**PROBLEMS TO SOLVE:**
1. Answer these questions using the article on the Telstra and Ericsson partnership:
(a) What are the two main pillars of cooperation in the agreement?
(b) What will happen in the Technology Lab?
(c) In what kinds of environments does the partnership aim to handle complexity?
2. Reproduce word for word the passage from the article on the Telstra and Ericsson partnership, starting with "Their partnership will" and going on through "in AI models.".

**EXCERPTED TEXT:**
________
- They will build a Technology Lab and develop Proof Points to test autonomous network concepts in real settings.
- Their work addresses fragmented data, multi-vendor complexity, intent translation, and trustworthy AI.
What happened: Telstra and Ericsson have struck a strategic collaboration
Telstra and Ericsson announced a new strategic partnership designed to advance the world’s move to autonomous networks. The agreement sets out two main pillars of cooperation: the creation of a Technology Lab, where new ideas can be designed and experimented with, and a series of Proof Points, which will validate those ideas in real network conditions.
Their partnership will address the fundamental issues of the network autonomy and include overcoming fragmented and siloed data, resolving the disconnect between business intent and network execution, handling complexity in multi-vendor, multi-domain environments, and ensuring trustworthiness in AI models.
________
Stored data
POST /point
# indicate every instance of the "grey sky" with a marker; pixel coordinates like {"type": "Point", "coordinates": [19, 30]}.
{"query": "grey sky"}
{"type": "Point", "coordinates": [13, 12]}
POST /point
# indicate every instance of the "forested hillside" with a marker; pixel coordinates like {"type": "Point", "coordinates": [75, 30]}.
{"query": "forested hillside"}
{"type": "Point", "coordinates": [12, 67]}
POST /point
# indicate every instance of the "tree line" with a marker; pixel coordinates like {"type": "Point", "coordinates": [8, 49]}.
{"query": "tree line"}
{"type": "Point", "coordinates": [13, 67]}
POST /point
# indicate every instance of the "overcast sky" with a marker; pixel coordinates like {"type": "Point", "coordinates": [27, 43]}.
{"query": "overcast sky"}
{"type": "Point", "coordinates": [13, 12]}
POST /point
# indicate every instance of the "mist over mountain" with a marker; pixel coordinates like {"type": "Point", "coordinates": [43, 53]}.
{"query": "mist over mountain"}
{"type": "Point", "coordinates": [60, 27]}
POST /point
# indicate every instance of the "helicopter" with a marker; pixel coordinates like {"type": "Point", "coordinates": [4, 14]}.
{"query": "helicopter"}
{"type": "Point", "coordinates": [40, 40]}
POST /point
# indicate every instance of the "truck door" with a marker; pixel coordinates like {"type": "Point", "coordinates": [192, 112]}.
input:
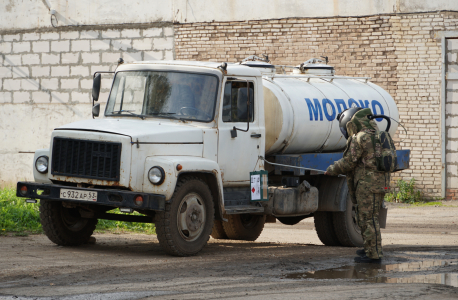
________
**ANSWERS PROVIDED:**
1.
(a) The creation of a Technology Lab and a series of Proof Points.
(b) New ideas can be designed and experimented with there.
(c) Multi-vendor, multi-domain environments.

2.
Their partnership will address the fundamental issues of the network autonomy and include overcoming fragmented and siloed data, resolving the disconnect between business intent and network execution, handling complexity in multi-vendor, multi-domain environments, and ensuring trustworthiness in AI models.